▶ [Stated task]: Leave out the pictures and repeat every record exactly.

───

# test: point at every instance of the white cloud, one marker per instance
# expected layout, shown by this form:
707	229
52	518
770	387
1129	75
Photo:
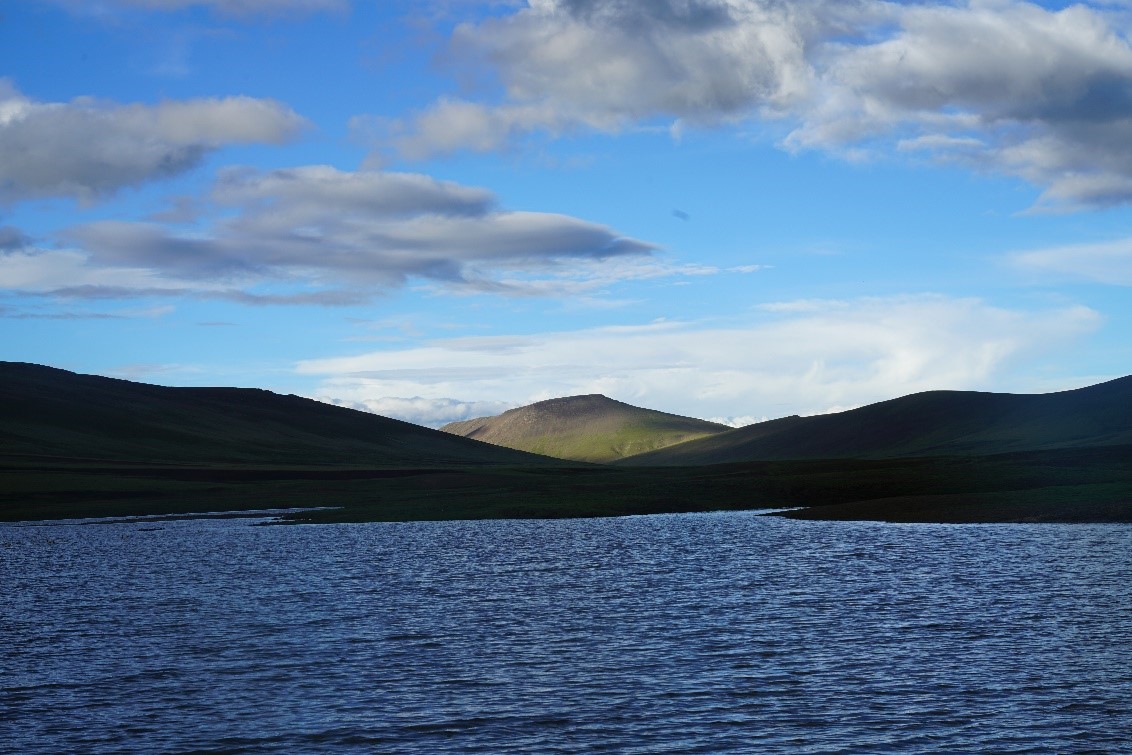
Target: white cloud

───

▶ [Result]:
# test: point at every instance of the white cloud, one marker per instance
# expected layout, shown by this form:
707	229
52	518
770	387
1129	75
Photo:
Target: white cloud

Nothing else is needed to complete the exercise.